What the task requires – The lines from the one containing "# set a point on every instance of the blurred" through the last line below, both ends included, must be reproduced exactly, with no pictures.

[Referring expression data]
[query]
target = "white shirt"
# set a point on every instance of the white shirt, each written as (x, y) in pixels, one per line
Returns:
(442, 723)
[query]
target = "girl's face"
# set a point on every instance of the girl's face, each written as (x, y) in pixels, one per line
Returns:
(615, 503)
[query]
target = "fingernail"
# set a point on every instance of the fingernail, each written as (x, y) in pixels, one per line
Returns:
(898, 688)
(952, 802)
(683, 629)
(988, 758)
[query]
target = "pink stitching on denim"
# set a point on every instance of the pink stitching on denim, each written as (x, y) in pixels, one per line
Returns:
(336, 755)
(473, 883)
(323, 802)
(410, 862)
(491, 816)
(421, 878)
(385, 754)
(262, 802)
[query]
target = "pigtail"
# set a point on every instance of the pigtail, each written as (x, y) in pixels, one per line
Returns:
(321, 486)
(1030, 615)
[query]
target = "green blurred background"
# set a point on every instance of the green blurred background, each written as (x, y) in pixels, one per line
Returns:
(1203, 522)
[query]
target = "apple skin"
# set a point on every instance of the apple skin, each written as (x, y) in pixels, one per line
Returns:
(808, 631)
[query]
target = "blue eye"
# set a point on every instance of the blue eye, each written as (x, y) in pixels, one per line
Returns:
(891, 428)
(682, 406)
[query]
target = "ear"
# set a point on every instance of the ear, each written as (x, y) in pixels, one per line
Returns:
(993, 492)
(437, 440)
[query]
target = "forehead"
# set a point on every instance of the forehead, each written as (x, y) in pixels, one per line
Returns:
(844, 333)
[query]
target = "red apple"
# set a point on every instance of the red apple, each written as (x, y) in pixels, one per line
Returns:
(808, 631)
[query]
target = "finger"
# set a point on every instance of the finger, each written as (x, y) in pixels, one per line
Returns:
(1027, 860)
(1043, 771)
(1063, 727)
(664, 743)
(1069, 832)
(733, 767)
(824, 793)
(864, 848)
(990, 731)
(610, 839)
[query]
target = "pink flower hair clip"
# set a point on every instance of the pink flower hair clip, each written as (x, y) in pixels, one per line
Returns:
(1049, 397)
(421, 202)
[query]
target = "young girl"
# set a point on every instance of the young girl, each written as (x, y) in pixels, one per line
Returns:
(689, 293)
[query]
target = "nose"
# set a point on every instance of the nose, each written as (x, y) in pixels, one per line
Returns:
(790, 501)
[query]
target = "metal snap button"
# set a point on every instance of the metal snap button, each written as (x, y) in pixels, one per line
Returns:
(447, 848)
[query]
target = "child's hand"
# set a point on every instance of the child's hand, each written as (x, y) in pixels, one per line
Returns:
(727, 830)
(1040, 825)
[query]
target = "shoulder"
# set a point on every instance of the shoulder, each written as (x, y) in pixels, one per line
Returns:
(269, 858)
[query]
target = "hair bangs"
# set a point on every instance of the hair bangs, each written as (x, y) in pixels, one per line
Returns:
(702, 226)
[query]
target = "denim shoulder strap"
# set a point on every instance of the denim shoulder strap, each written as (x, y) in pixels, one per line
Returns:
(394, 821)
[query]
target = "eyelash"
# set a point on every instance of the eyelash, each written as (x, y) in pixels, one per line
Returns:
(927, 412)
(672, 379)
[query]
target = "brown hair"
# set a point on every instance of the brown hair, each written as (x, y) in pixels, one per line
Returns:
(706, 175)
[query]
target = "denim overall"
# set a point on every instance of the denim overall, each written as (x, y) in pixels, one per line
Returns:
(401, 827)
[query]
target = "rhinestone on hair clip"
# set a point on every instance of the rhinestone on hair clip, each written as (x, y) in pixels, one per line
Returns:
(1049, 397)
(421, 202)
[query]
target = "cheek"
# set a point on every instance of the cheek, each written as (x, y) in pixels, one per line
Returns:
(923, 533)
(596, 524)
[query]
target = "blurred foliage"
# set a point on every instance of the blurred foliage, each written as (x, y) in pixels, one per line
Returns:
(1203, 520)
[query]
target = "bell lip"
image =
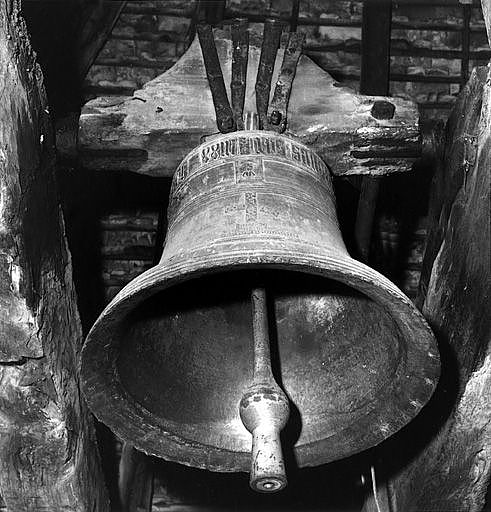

Result for this exercise –
# set a point on every instance of the blurred foliage, each written as (x, y) in pixels, one per line
Returns:
(1203, 520)
[query]
target = "bell lip"
image =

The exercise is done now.